# Question about types of injectors for CIS



## 76sciroccoRelived (Jul 27, 2005)

I have a 81 cabriolet and have been going thru the injection system. So far I have replaced pump , accumulator, flushed tank and all lines and have fuel to the injectors ( out of head ) by lifting on the plate. I have been trying all my injectors ( I have a pile of about 30 ) , and so far have only 2 that spray a nice atomized conical shape. I am going to try soaking some in laquer thinner and some in fuel injector cleaner and then try them again. Most of them spray a stream in one direction or streams in a conical configuration. 
My questions are 1. what is the difference in the shrouded injectors Bosch # 043 502 026 with another # on the injector of 049 133 551a AND the non shrouded injectors #0437 502 015 with a second # on the injector of 049 133 551? I also have other injectors with just on set of numbers 0437 502 023 

2. Can I use air to blow thru the injector or will this cause damage. I was thinking of how I could fill the injector with solvent as I do not have a injector pump device. 
3. With the pump jumped to run should I be adjusting the height on the plate so that the injectors just start to spray or is the cold start valve going to give the engine the initial fire and then the vacuum takes over to move the plate ? 

THis is all for now . My strength is in Body work. I have done complete rebuilds of engines as well and complete restorations but up until Now I really have not studied CIS , only replaced things trial and error. 

I would love to find someone on here I could run my questions past on a regular basis as I work on getting this car back up and running. 

Thanks in Advance!!!!!!


----------



## 76sciroccoRelived (Jul 27, 2005)

76sciroccoRelived said:


> I have a 81 cabriolet and have been going thru the injection system. So far I have replaced pump , accumulator, flushed tank and all lines and have fuel to the injectors ( out of head ) by lifting on the plate. I have been trying all my injectors ( I have a pile of about 30 ) , and so far have only 2 that spray a nice atomized conical shape. I am going to try soaking some in laquer thinner and some in fuel injector cleaner and then try them again. Most of them spray a stream in one direction or streams in a conical configuration.
> My questions are 1. what is the difference in the shrouded injectors Bosch # 043 502 026 with another # on the injector of 049 133 551a AND the non shrouded injectors #0437 502 015 with a second # on the injector of 049 133 551? I also have other injectors with just on set of numbers 0437 502 023
> 
> 2. Can I use air to blow thru the injector or will this cause damage. I was thinking of how I could fill the injector with solvent as I do not have a injector pump device.
> ...


 
I did forget to mention the engine is a 83 1.8 , I have the large air flow plate and an audi large throttle body.


----------



## WaterWheels (Aug 14, 2005)

> [BRIEF 1]: Report every line of the entries that contains the word "white", copying each such line in full.
> [BRIEF 2]: Extend the CIS injector thread from its final line onward.

> [Location annotation dataset excerpts]:
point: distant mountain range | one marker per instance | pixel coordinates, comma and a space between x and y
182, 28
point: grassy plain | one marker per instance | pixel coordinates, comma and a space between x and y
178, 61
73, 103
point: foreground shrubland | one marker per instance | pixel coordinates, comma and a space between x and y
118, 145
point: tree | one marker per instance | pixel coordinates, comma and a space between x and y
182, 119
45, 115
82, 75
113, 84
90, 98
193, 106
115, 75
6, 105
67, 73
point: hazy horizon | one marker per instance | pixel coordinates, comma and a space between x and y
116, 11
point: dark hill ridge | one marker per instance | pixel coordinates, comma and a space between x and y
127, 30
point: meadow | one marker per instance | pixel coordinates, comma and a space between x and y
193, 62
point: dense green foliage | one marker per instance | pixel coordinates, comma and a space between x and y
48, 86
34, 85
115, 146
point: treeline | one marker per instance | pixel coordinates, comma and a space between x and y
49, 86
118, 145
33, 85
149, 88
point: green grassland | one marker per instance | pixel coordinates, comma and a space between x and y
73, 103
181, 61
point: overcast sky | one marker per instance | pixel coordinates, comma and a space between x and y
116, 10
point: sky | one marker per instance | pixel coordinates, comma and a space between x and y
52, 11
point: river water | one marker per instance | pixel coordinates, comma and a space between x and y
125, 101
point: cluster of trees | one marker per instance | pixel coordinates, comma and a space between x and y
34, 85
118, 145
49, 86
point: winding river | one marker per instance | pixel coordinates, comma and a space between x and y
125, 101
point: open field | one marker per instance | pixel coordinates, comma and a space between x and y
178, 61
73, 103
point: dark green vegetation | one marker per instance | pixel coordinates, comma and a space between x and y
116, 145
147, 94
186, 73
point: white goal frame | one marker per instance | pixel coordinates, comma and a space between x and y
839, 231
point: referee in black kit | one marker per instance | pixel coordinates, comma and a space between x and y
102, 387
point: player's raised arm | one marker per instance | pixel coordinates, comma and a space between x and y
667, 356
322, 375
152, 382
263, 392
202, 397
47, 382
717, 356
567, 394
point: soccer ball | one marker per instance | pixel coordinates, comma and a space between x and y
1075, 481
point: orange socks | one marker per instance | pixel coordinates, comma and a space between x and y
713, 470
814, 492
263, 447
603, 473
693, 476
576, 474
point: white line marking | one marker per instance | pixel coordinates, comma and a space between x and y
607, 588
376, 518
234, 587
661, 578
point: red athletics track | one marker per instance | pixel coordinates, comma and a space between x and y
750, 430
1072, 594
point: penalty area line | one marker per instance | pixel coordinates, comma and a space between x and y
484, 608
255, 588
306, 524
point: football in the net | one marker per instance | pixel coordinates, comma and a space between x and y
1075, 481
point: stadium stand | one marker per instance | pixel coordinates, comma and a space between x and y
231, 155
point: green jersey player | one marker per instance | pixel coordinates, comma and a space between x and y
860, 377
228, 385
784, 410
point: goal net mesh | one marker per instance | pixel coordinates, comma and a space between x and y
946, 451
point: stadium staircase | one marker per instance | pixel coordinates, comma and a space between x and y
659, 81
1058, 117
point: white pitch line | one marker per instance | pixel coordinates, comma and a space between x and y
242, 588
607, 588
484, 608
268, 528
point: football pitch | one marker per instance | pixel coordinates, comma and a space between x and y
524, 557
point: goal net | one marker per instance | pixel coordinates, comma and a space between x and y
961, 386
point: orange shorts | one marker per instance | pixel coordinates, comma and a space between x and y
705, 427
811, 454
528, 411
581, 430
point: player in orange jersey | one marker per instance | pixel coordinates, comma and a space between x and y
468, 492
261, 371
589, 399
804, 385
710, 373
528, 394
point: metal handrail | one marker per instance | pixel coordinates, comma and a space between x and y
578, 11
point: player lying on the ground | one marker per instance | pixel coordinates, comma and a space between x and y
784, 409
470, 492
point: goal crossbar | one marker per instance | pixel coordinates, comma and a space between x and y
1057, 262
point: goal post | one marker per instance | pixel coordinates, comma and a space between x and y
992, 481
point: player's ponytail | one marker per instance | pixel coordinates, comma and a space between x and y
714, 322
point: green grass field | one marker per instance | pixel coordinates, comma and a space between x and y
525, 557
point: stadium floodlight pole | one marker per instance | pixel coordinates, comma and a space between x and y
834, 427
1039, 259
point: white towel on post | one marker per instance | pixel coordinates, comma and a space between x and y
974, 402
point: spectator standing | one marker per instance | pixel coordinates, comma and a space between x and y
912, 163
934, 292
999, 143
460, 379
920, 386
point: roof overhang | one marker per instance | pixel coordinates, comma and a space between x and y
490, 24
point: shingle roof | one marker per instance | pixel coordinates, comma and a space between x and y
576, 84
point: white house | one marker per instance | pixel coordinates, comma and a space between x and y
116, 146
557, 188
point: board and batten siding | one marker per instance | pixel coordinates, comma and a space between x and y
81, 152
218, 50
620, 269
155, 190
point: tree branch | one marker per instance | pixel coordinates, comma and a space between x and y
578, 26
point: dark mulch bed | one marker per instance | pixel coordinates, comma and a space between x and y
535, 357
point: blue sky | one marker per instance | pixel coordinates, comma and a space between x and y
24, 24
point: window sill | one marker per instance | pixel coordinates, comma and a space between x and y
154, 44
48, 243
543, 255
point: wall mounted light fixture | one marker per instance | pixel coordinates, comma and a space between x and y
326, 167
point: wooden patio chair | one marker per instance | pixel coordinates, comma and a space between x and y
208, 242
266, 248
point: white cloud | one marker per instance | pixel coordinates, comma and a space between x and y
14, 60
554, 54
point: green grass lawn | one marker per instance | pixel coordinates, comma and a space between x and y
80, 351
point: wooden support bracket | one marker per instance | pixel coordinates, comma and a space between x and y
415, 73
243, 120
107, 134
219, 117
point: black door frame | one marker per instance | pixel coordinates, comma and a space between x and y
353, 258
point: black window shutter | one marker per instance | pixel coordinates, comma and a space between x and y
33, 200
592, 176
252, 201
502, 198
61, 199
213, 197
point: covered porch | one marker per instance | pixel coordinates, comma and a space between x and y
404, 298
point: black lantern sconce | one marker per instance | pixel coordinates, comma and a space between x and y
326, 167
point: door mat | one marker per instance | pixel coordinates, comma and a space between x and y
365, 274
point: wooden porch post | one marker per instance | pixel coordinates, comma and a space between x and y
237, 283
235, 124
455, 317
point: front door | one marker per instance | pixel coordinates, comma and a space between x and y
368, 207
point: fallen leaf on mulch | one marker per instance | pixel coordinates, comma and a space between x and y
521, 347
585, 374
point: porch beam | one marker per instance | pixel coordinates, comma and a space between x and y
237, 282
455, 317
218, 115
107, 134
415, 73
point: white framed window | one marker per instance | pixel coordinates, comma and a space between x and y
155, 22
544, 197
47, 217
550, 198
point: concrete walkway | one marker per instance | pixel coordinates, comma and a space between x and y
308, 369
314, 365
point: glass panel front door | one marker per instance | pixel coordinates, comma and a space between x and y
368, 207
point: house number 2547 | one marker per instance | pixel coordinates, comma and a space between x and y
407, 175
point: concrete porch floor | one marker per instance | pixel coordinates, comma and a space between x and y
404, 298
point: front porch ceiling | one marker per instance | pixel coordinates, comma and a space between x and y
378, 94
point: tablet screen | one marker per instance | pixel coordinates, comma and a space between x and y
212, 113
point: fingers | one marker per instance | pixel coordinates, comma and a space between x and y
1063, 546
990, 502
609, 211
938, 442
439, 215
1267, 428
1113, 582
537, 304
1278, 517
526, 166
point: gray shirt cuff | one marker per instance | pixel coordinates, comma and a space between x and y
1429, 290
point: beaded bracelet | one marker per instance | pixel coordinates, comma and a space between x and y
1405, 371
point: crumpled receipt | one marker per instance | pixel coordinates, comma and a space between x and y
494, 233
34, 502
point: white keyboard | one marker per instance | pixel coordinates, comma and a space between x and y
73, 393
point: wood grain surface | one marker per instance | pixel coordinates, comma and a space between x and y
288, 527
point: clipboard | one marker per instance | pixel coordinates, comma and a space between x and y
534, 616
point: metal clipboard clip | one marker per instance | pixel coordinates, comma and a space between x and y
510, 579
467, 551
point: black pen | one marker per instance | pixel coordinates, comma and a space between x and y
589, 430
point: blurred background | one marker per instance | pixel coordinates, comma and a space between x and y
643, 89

> [ANSWER 1]:
point: white goal frame | one marker per instance | pixel coordinates, comma and a space between x and y
point: white line marking | one marker per instance | pixel coordinates, comma and a space between x and y
point: white pitch line | one marker per instance | pixel coordinates, comma and a space between x and y
point: white towel on post | one marker per instance | pixel coordinates, comma and a space between x and y
point: white house | one marker per instance | pixel coordinates, comma and a space between x and y
point: white cloud | one marker per instance | pixel coordinates, comma and a space between x and y
point: white framed window | one marker per instance | pixel coordinates, comma and a space between x and y
point: white keyboard | one marker per instance | pixel coordinates, comma and a space between x and y

> [ANSWER 2]:
76sciroccoRelived said:


> My questions are 1. what is the difference in the shrouded injectors Bosch # 043 502 026 with another # on the injector of 049 133 551a AND the non shrouded injectors #0437 502 015 with a second # on the injector of 049 133 551? I also have other injectors with just on set of numbers 0437 502 023


 The two shrouded numbers are CIS-e and CIS Motronic or maybe better said coarse and fine thread. There is really no difference between the injectors except where the lines screw on. Some of the numbers you posted are Bosch numbers and I would have to look up which injectors they relate to, but there are really only three basic styles, non-air shrouded with coarse thread, shrouded with coarse thread and shrouded with fine thread. 



76sciroccoRelived said:


> 2.Can I use air to blow thru the injector or will this cause damage. I was thinking of how I could fill the injector with solvent as I do not have a injector pump device.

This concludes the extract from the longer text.